PROBLEM REQUIREMENTS -
Reproduce every one of the following records verbatim, preserving each character and the original line order.

RECORDS -

____

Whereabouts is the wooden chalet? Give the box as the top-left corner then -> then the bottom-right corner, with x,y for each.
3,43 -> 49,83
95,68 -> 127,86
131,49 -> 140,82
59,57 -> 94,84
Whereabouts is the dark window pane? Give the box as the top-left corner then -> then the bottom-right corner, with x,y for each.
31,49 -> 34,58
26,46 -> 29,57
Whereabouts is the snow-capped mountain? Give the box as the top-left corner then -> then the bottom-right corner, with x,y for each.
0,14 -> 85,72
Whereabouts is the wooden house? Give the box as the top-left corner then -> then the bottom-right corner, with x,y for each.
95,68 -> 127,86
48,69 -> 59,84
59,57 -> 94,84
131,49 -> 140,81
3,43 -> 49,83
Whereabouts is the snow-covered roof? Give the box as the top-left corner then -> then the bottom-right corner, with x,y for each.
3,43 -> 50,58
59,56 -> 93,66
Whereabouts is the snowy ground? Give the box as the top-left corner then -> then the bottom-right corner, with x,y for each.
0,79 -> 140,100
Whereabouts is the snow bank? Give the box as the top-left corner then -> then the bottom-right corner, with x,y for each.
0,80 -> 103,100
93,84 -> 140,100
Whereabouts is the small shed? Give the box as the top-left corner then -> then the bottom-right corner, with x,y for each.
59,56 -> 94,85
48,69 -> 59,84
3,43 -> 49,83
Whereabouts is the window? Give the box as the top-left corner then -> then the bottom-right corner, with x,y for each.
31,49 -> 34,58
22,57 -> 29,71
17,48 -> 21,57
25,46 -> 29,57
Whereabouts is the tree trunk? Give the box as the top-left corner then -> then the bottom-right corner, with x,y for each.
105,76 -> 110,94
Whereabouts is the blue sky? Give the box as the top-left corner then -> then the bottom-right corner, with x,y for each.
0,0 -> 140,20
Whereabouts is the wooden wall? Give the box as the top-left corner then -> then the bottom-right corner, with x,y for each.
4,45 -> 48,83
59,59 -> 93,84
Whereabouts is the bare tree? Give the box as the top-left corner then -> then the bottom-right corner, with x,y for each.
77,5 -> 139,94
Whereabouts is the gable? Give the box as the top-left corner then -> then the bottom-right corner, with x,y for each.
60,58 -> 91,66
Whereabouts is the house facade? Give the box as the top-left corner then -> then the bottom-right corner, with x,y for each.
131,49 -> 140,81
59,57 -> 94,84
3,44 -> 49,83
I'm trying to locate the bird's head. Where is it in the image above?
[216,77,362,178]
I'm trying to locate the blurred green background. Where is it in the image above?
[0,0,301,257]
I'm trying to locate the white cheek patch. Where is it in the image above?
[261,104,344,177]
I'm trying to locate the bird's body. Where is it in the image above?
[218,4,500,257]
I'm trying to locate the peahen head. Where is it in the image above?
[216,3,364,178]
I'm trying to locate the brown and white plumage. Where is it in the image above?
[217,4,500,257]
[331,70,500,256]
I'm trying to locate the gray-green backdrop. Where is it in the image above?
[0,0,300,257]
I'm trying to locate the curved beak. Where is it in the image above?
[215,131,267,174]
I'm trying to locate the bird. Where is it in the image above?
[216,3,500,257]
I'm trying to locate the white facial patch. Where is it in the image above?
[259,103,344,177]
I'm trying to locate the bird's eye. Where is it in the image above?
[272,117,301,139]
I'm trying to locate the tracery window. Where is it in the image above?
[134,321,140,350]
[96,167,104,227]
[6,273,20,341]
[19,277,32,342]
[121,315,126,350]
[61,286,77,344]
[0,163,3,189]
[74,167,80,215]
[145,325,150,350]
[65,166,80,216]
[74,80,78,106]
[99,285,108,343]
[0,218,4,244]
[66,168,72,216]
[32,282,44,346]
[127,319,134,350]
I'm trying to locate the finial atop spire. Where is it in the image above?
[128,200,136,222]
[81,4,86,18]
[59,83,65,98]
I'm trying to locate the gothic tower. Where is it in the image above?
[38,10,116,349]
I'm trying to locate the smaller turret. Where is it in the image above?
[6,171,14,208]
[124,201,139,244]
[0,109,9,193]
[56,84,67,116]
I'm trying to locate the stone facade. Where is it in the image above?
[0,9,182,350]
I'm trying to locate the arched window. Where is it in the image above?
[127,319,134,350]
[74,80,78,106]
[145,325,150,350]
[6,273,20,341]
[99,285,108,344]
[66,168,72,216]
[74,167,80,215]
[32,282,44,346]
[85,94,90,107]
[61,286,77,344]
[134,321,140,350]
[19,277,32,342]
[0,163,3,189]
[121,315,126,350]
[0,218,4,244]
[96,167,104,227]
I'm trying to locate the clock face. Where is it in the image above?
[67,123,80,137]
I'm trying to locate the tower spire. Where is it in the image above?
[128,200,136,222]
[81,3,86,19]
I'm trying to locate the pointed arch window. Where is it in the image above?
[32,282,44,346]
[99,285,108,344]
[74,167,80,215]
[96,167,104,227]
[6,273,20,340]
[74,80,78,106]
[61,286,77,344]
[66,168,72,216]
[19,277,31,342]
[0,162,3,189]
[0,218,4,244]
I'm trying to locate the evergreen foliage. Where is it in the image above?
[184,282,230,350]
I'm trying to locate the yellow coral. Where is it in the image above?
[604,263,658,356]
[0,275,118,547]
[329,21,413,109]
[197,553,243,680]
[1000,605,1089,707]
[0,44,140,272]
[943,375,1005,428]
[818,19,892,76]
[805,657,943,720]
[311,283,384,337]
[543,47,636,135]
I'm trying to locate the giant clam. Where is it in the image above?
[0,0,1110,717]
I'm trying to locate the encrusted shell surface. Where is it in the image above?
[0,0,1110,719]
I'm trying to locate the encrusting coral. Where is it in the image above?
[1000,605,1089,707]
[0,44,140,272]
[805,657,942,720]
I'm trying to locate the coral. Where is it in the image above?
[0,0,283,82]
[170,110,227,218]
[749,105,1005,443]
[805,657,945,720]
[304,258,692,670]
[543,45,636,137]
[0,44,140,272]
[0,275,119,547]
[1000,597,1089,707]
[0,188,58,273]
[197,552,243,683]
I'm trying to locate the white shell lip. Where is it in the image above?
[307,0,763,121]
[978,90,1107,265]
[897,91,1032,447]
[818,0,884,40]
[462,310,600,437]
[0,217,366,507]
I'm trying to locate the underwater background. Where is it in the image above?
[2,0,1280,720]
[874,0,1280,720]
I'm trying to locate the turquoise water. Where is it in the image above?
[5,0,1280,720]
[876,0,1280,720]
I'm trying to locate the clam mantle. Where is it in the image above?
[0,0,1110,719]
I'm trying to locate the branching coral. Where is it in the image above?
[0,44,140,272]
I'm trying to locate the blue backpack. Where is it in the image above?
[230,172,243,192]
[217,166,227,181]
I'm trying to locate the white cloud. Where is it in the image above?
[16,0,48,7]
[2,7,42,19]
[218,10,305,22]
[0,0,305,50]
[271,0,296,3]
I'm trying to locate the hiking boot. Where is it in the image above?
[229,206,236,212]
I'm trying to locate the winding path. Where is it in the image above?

____

SOLVED EXERCISE -
Whereabouts is the wooden chalet? Give the box as the top-left corner then -> then the bottom-right corner, with x,y for each.
3,43 -> 49,83
95,68 -> 127,86
131,49 -> 140,82
59,57 -> 94,84
Whereabouts is the dark window pane? Give the box as the top-left corner then -> then the bottom-right corner, with x,y for each.
31,49 -> 34,58
26,46 -> 29,57
Whereabouts is the snow-capped mountain? Give the box as the top-left corner then -> then the bottom-right corner, with x,y for each.
0,14 -> 85,72
Whereabouts is the wooden house? Give the box as the top-left corner then -> then the bottom-right corner, with x,y for each.
95,68 -> 127,86
48,69 -> 59,84
59,57 -> 94,84
131,49 -> 140,81
3,43 -> 49,83
Whereabouts is the snow-covered roof? Give the box as the top-left corner then -> then the bottom-right corner, with x,y for each.
3,43 -> 50,58
59,56 -> 93,66
Whereabouts is the snowy ground? Give the box as the top-left corner then -> then the bottom-right corner, with x,y for each.
0,79 -> 140,100
Whereabouts is the snow bank? Give the box as the top-left corner then -> then the bottom-right corner, with x,y for each.
0,80 -> 103,100
93,84 -> 140,100
Whereabouts is the small shed? Give the box as the top-left corner then -> then the bottom-right corner, with x,y for each.
59,56 -> 94,85
48,69 -> 59,84
3,43 -> 49,83
Whereabouts is the window? Give the box as the top-left corner then -> then the bottom-right corner, with x,y for each.
31,49 -> 34,58
22,57 -> 29,71
17,48 -> 21,57
25,46 -> 29,57
Whereabouts is the tree trunk? Give the box as the top-left corner then -> then the bottom-right corner, with x,y for each.
105,76 -> 110,94
Whereabouts is the blue sky? Give the box as the top-left corner then -> then the bottom-right corner, with x,y for each.
0,0 -> 140,20
Whereabouts is the wooden wall? Give the box as the top-left corner then -> then the bottom-right corner, with x,y for each.
4,45 -> 48,83
59,59 -> 93,84
Whereabouts is the bare tree? Give the box as the top-left corner then -> then the bottom-right corner, with x,y for each.
77,5 -> 139,94
Whereabouts is the gable? Give the box as the top-left corner then -> then the bottom-right corner, with x,y for each.
60,58 -> 91,66
Whereabouts is the house facade? Give the box as the top-left corner then -> then the bottom-right corner, with x,y for each.
131,49 -> 140,81
59,57 -> 94,84
3,44 -> 49,83
I'm trying to locate the bird's head. Where is it in the image above?
[216,77,362,178]
I'm trying to locate the blurred green background. Where is it in the image above?
[0,0,301,257]
I'm trying to locate the white cheek patch. Where is it in the image above?
[261,104,344,177]
I'm trying to locate the bird's body. Where is it in the image above?
[218,4,500,257]
I'm trying to locate the peahen head. Where is it in the image above?
[216,3,364,178]
I'm trying to locate the brown and white plumage. Where is it in the image above?
[217,4,500,257]
[331,70,500,256]
I'm trying to locate the gray-green backdrop. Where is it in the image above?
[0,0,300,257]
I'm trying to locate the curved beak. Where is it in the image above?
[215,131,267,174]
I'm trying to locate the bird. Where is it in the image above?
[216,3,500,257]
I'm trying to locate the white facial patch. Where is it in the image above?
[259,103,344,177]
I'm trying to locate the bird's eye. Where is it in the image above?
[272,117,301,139]
I'm trying to locate the tracery window. Where is it in the image above?
[134,321,140,350]
[96,167,104,227]
[6,273,20,341]
[19,277,32,342]
[121,315,126,350]
[61,286,77,344]
[0,163,3,189]
[74,167,80,215]
[145,325,150,350]
[65,166,80,216]
[74,80,78,106]
[99,285,108,343]
[0,218,4,244]
[66,168,72,216]
[32,282,44,346]
[127,319,134,350]
I'm trying to locate the finial atop spire. Where is it in the image above?
[128,200,136,222]
[81,4,86,18]
[59,83,65,98]
I'm trying to locate the gothic tower. Where is it in the image above?
[38,10,116,349]
I'm trying to locate the smaller turret. Where is it in the image above?
[6,171,14,208]
[124,201,139,244]
[0,109,9,193]
[56,84,67,116]
I'm trying to locate the stone facade. Where is it in the image above?
[0,9,182,350]
I'm trying to locate the arched window. Where is it in the image above?
[127,319,134,350]
[74,80,78,106]
[145,325,150,350]
[6,273,20,341]
[99,285,108,344]
[66,168,72,216]
[74,167,80,215]
[32,282,44,346]
[85,94,90,107]
[61,286,77,344]
[134,321,140,350]
[19,277,32,342]
[0,163,3,189]
[121,315,126,350]
[0,218,4,244]
[96,167,104,227]
I'm trying to locate the clock face. Where is it in the image above?
[67,123,80,137]
I'm trying to locate the tower spire. Where is it in the image above?
[128,200,136,222]
[81,3,86,19]
I'm trying to locate the pointed arch window. Where is it in the image above?
[32,282,44,346]
[99,285,108,344]
[74,167,80,215]
[96,167,104,227]
[6,273,20,340]
[74,80,78,106]
[61,286,77,344]
[66,168,72,216]
[19,277,31,342]
[0,162,3,189]
[0,218,4,244]
I'm trying to locate the evergreen foliage. Where is it in the image above?
[184,282,230,350]
I'm trying to locate the yellow coral. Where is it in the image above?
[604,263,658,356]
[0,275,118,547]
[329,21,413,109]
[197,553,243,680]
[1000,605,1089,707]
[0,44,140,272]
[943,375,1005,428]
[818,19,892,76]
[805,657,943,720]
[311,283,384,337]
[543,47,636,135]
I'm trying to locate the giant clam. Where is it in the image above?
[0,0,1110,717]
I'm trying to locate the encrusted shell surface. Where is it in the image above?
[0,0,1110,719]
I'm trying to locate the encrusting coral. Where is it in the image above?
[1000,605,1089,707]
[0,44,140,272]
[805,657,942,720]
I'm trying to locate the coral. Where is it in the image above?
[0,0,283,82]
[170,110,227,218]
[749,105,1005,443]
[805,657,945,720]
[304,258,692,670]
[543,45,636,137]
[0,44,140,272]
[0,275,119,547]
[1000,597,1089,707]
[0,188,58,273]
[197,552,243,683]
I'm trying to locate the white shell lip. Where is it in the image above?
[307,0,763,121]
[978,90,1107,265]
[897,91,1032,447]
[818,0,884,40]
[462,310,600,437]
[0,217,366,507]
I'm trying to locate the underwater background. Where is it in the image above?
[2,0,1280,720]
[874,0,1280,720]
I'm trying to locate the turquoise water. Where is it in the image above?
[5,0,1280,720]
[876,0,1280,720]
I'm trying to locate the clam mantle. Where is it in the image above?
[0,0,1110,719]
I'm trying to locate the branching coral. Where is it in the image above?
[0,44,140,272]
I'm trying to locate the blue backpack. Where is it in the image above?
[230,172,243,192]
[217,166,227,181]
I'm trying to locate the white cloud. Where is it in the image above?
[16,0,48,7]
[2,7,42,19]
[218,10,305,22]
[0,0,305,50]
[271,0,296,3]
I'm trying to locate the hiking boot. Where is it in the image above?
[229,206,236,212]
I'm trying to locate the winding path. Where is it in the image above?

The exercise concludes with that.